[RECORDS TO PROCESS Boundary: Start]

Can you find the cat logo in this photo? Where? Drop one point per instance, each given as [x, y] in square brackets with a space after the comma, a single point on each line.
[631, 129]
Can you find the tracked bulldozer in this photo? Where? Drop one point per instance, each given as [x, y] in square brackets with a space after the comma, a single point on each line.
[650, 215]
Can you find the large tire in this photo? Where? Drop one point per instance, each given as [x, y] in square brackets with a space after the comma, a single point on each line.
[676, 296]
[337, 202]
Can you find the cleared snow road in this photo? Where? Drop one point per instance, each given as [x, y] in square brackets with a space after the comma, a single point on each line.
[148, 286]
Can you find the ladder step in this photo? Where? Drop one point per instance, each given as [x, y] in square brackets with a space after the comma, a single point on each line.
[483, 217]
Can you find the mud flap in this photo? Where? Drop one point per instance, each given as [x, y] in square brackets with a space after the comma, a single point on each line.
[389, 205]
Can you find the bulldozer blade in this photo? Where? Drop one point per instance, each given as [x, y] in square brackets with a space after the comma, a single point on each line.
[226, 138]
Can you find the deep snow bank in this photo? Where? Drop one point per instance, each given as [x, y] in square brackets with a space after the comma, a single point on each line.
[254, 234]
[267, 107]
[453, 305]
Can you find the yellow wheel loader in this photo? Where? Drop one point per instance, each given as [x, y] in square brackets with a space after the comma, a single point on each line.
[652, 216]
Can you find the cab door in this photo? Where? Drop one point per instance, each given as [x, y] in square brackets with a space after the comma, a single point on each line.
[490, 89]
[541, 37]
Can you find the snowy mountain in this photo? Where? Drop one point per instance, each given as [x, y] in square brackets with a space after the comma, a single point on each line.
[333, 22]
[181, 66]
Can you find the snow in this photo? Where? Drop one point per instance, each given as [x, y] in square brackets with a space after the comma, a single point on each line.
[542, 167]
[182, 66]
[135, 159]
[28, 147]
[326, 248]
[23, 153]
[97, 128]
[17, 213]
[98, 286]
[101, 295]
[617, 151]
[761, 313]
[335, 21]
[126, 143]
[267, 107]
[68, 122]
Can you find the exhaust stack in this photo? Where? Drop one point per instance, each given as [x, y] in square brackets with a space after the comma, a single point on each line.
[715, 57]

[RECORDS TO PROCESS Boundary: End]

PROBLEM REQUIREMENTS
Starting with the line that contains "Can you find the yellow", restate every line up to and including the last one above, exactly.

ANSWER BOX
Can you find the yellow wheel loader in this photo? Where? Drop one point per instance, each given as [x, y] in square brackets with a space after the comma, a single point on each line.
[652, 216]
Can you find the cab door in this photo? Where? Drop one point per instance, each given as [x, y] in square brackets with a space after the comma, a single point on each line.
[490, 89]
[541, 37]
Can you find the snowy mountain in this photo? Where? Drop one point per instance, each given as [x, y] in square brackets with a space after the comma, a single point on each line.
[333, 22]
[181, 66]
Can you find the snow in this photo? Where? Drop one point per instance, each given as [x, y] in square brackets with a space after the comma, a single point on each line.
[542, 167]
[182, 66]
[135, 159]
[28, 147]
[326, 248]
[23, 153]
[97, 128]
[17, 213]
[98, 286]
[101, 295]
[617, 151]
[761, 313]
[335, 21]
[126, 143]
[267, 107]
[68, 122]
Can you find the exhaust stack in this photo? Where? Drop one point per instance, each given as [x, y] in square brackets with a space after the comma, a single point on each line.
[715, 57]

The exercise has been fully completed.